Extracted data entries ->
┄┄┄┄┄┄
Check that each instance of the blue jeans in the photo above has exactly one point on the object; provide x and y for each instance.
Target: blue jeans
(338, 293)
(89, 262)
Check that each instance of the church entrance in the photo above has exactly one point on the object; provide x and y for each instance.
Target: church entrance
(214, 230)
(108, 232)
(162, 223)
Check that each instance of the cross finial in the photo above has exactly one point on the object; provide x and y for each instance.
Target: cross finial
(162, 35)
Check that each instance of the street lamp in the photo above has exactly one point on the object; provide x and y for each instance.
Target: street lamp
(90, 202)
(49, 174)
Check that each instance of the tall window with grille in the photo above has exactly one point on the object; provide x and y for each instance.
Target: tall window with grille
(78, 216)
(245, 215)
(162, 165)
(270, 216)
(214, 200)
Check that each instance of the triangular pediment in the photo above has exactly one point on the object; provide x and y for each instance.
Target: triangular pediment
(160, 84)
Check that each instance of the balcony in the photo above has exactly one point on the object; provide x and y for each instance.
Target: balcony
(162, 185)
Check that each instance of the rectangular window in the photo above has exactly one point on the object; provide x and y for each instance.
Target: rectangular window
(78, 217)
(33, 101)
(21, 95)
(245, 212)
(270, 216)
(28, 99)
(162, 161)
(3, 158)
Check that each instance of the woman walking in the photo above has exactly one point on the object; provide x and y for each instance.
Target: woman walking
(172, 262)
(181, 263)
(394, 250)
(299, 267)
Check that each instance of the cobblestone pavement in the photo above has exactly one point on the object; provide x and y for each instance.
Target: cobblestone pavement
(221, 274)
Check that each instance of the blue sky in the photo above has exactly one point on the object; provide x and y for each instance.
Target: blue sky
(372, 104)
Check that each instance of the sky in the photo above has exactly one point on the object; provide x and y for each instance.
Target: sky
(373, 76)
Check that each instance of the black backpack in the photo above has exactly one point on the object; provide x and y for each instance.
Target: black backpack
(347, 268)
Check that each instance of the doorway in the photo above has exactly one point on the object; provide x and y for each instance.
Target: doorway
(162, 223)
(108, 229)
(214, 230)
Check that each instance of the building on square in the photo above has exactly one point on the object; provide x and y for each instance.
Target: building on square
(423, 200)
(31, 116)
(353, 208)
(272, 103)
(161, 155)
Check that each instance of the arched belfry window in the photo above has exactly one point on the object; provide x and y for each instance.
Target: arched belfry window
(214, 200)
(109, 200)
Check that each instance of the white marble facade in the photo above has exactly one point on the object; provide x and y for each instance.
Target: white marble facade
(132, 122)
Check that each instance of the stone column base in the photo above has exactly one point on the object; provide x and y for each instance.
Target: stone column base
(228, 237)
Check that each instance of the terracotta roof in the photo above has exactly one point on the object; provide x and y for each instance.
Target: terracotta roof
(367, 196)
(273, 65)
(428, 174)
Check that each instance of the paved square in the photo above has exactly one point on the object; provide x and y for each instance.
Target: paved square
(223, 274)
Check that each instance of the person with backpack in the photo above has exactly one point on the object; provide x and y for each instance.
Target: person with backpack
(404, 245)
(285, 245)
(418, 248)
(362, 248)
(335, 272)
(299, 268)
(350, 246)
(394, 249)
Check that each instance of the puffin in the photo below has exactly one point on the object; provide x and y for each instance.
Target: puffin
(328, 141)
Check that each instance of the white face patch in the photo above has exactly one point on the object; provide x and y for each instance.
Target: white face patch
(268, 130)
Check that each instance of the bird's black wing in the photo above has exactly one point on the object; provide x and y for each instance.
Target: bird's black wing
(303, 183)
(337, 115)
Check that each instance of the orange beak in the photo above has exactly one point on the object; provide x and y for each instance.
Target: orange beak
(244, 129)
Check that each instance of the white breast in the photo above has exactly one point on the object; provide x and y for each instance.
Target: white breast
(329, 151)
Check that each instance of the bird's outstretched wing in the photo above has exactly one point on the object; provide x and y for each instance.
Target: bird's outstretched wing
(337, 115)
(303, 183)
┄┄┄┄┄┄
Task statement ->
Please restate every record shown above, word for word.

Answer space ->
Check that each instance of the blue jeans in the photo above has exactly one point on the object; provide x and y for each instance.
Target: blue jeans
(338, 293)
(89, 262)
Check that each instance of the church entrance in the photo above has exactly one point on the object; provide x and y for each instance.
Target: church entrance
(214, 230)
(108, 232)
(162, 223)
Check that each instance of the cross finial in the photo above has exactly one point on the object; provide x and y for each instance.
Target: cross finial
(162, 35)
Check that each instance of the street lamp in the photo above has exactly one point on the object; provide x and y for each instance.
Target: street lamp
(90, 202)
(49, 174)
Check that each instance of the tall window with grille in the photo above has exactly one point on the object; provide x and y for each instance.
Target: tall window with grille
(78, 216)
(245, 215)
(162, 165)
(270, 216)
(214, 200)
Check that each instance of the triangular pediment in the photo above has exactly one point on the object; provide x and y for each instance.
Target: triangular pediment
(160, 84)
Check that each instance of the balcony in the photo above has exactly one point on the object; provide x and y for each instance.
Target: balcony
(162, 185)
Check that each instance of the rectangular window in the photo above has exactly one point on the object; provide x and y for each instance.
Target: rectangular window
(78, 217)
(33, 101)
(21, 95)
(245, 212)
(270, 216)
(28, 99)
(162, 161)
(3, 158)
Check that each instance of the woman walking in the photo above has exactly one point on the object; provide x and y for each instance.
Target: woman walking
(172, 262)
(181, 263)
(394, 250)
(299, 267)
Check that each instance of the cobblestone pavement in the photo above has exactly one point on the object; provide x and y for each instance.
Target: cobblestone pavement
(221, 274)
Check that each instance of the blue sky in the photo above has exactly one point on the object; provide x and y for each instance.
Target: blue sky
(372, 104)
Check that each instance of the sky in the photo above has exactly one point on the object; provide x and y for each instance.
Target: sky
(373, 76)
Check that each instance of the black backpack in the photo above has exactly one point on the object; provide x and y for each instance.
Target: black backpack
(347, 268)
Check that each instance of the doorway in the photo above has exactly one point on the object; provide x and y for each instance.
Target: doorway
(162, 223)
(108, 229)
(214, 230)
Check that each instance of the building on square in the photo above has exactly one point on the object; provide x and y for each instance.
Target: building on square
(423, 200)
(31, 116)
(353, 208)
(272, 103)
(161, 155)
Check that each instance of the arched belfry window in the photo above has exactly one point on the object; provide x and y for each instance.
Target: arched belfry window
(214, 200)
(109, 200)
Check that each instance of the white marble facade in the photo above has exactly one point on the object; provide x and y for each instance.
Target: white marble facade
(132, 122)
Check that each instance of the stone column base in the photo above has exactly one point on the object; provide x and y for each instance.
Target: stone column base
(228, 237)
Check that each instance of the terracotta roof in the photo above has exactly one point on the object; provide x and y for each instance.
Target: terracotta roof
(367, 196)
(273, 65)
(428, 174)
Check that each instance of the paved square in the photo above has exactly one point on the object; provide x and y for each instance.
Target: paved square
(223, 274)
Check that each instance of the person with backpack in the photo above has exactly one point on the object; provide x and y for each instance.
Target: person with backpack
(404, 245)
(285, 245)
(418, 248)
(362, 248)
(335, 272)
(299, 268)
(350, 246)
(394, 249)
Check that each instance of the puffin in the photo below has exactly one point on the object; provide x and y for each instance.
Target: puffin
(328, 141)
Check that each instance of the white face patch in the photo above has exactly one point on the object; provide x and y for each instance.
Target: white face patch
(268, 130)
Check that each instance of the bird's black wing in the photo above has exactly one point on the object; provide x and y for each instance.
Target: bird's black wing
(303, 183)
(337, 115)
Check that each instance of the orange beak in the photo above has exactly one point on the object; provide x and y for each instance.
Target: orange beak
(244, 129)
Check that each instance of the white breast in the photo above has exactly one point on the object; provide x and y for each instance.
Target: white breast
(329, 151)
Check that each instance of the bird's outstretched wing in the photo above has exactly one point on the object; provide x and y for each instance.
Target: bird's outstretched wing
(337, 115)
(303, 183)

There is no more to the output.